» EXERCISE BRIEF
Return each line of the records below that contains the string "pixels", with case counting.

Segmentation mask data
[Start of section]

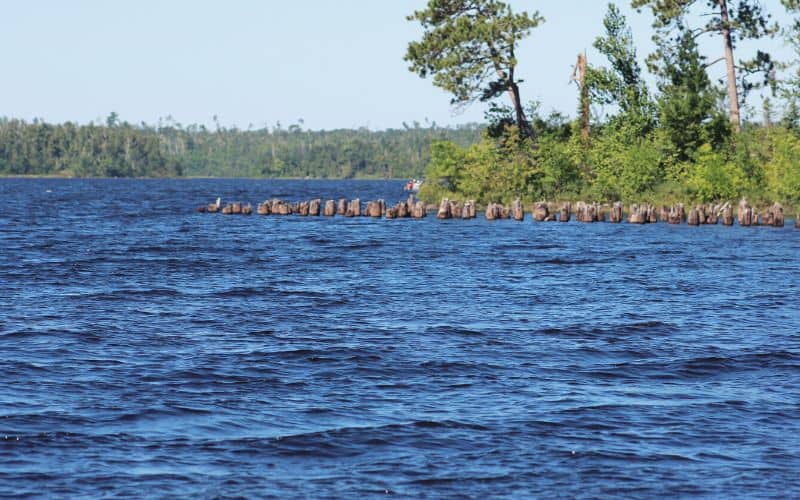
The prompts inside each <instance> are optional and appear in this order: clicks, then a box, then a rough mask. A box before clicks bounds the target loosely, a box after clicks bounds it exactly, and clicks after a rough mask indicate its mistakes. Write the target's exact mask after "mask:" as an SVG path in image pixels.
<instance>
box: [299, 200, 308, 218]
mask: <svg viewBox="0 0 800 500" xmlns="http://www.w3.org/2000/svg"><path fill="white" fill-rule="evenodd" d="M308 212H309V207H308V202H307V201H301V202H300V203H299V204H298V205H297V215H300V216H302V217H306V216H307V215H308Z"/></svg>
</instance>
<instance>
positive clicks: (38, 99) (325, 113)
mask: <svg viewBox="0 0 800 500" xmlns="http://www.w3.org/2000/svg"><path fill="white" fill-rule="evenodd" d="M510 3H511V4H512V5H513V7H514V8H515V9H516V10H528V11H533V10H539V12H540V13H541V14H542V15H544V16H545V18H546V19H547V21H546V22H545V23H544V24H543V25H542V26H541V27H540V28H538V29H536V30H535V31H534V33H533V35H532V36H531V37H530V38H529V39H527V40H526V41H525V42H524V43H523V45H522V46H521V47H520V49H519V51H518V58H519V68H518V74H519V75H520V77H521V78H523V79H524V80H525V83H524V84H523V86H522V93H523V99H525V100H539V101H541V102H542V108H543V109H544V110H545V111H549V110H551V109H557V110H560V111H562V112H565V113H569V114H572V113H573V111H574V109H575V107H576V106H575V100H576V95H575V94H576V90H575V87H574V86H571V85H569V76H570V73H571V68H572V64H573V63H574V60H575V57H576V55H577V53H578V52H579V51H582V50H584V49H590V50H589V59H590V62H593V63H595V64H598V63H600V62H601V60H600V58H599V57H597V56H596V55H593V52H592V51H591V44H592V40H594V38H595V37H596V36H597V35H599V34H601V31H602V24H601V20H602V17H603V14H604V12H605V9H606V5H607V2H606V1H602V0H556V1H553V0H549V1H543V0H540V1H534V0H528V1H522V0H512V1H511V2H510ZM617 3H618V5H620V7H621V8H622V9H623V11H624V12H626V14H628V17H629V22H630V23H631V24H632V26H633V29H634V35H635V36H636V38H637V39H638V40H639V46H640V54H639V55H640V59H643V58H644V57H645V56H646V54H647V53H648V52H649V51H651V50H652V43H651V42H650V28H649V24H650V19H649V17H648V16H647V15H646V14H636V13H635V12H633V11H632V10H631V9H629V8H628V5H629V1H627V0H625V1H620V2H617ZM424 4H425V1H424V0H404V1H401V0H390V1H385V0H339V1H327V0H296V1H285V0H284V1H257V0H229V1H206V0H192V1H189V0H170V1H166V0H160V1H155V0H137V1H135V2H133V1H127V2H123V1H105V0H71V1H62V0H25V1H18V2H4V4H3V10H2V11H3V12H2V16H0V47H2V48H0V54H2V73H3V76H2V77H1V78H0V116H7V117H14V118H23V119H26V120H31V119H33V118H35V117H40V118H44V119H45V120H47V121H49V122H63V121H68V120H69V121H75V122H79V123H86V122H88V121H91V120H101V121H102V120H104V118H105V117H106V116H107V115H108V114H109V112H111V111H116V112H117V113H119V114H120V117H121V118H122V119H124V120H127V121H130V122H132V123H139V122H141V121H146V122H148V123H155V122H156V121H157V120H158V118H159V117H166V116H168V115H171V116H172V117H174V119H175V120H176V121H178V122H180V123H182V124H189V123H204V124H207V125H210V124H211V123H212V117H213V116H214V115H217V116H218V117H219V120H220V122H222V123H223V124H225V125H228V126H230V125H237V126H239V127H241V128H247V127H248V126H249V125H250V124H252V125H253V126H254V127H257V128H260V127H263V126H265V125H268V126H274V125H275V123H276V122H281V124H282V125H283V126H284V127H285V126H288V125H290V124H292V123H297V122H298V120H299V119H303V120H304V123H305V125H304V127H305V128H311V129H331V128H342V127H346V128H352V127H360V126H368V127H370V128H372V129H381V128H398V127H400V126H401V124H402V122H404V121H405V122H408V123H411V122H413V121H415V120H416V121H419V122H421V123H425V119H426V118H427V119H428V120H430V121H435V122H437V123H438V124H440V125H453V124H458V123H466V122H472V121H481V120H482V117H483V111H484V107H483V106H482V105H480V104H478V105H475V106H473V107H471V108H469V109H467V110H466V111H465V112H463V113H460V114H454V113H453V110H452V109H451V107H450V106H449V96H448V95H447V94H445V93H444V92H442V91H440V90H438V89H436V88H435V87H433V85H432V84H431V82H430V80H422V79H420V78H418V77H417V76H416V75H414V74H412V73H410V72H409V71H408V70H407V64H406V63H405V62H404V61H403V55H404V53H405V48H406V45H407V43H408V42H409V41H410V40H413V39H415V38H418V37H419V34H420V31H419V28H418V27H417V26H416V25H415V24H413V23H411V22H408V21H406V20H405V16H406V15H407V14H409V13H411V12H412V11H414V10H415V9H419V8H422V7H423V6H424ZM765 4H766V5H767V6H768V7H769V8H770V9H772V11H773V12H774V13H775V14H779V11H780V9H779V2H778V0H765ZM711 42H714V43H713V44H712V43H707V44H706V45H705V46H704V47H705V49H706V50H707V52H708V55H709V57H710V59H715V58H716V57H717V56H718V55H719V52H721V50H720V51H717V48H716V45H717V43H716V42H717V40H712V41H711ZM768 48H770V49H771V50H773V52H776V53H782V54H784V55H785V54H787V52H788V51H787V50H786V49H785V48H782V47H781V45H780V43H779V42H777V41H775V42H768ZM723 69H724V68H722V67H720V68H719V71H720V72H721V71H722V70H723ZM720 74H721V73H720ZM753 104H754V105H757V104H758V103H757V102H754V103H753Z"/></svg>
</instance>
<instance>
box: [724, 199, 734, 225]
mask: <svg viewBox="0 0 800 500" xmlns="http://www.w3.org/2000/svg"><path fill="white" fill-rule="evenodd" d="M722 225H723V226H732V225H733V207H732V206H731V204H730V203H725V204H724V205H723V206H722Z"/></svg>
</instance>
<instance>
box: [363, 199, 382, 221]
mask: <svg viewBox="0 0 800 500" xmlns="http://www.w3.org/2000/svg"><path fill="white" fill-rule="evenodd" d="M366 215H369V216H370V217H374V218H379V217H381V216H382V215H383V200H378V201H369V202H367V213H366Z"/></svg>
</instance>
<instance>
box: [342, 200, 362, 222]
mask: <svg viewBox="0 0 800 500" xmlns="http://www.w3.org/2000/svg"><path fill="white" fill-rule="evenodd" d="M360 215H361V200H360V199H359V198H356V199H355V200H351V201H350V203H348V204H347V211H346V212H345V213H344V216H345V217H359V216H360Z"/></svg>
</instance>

[End of section]
[Start of section]

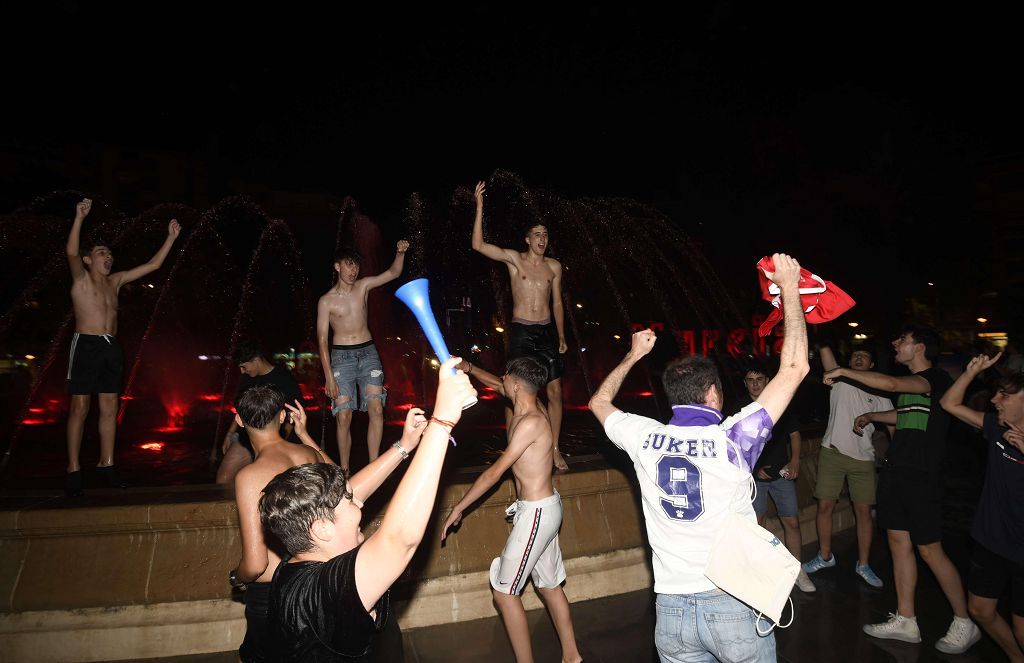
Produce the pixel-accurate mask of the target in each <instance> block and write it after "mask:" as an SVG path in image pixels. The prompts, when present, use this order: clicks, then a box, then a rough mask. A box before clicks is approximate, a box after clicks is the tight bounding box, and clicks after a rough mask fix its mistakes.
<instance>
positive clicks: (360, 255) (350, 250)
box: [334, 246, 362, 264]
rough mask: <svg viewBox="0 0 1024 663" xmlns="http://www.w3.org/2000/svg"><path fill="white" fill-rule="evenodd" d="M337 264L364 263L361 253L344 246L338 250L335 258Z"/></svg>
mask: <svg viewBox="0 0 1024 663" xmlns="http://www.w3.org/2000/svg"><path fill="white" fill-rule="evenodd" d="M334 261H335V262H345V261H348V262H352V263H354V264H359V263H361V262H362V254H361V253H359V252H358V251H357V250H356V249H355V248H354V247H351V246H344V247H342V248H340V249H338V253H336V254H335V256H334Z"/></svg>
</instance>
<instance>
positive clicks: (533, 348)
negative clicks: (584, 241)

[End of section]

» FINISHED TASK
The prompts inside each <instance> are optional and appear in this order: clicks, then a box, then a rough mask. A box before clicks bounds the target loosely, a box after clicks bounds it exactly, and clicks after a rough mask indicate its mistakes. Write the target's exact mask after "mask:" as an SVG path in image pixels.
Produce the pixel-accurate mask of the target in each <instance> block and write it after "mask:" as an SVG path in image pixels. The prompts, when present, use this order: clicks, then a box, then a rough mask. A box before clicks is approximate, a box after clicks is the tight bounding box, and clicks after a rough mask fix its mistakes.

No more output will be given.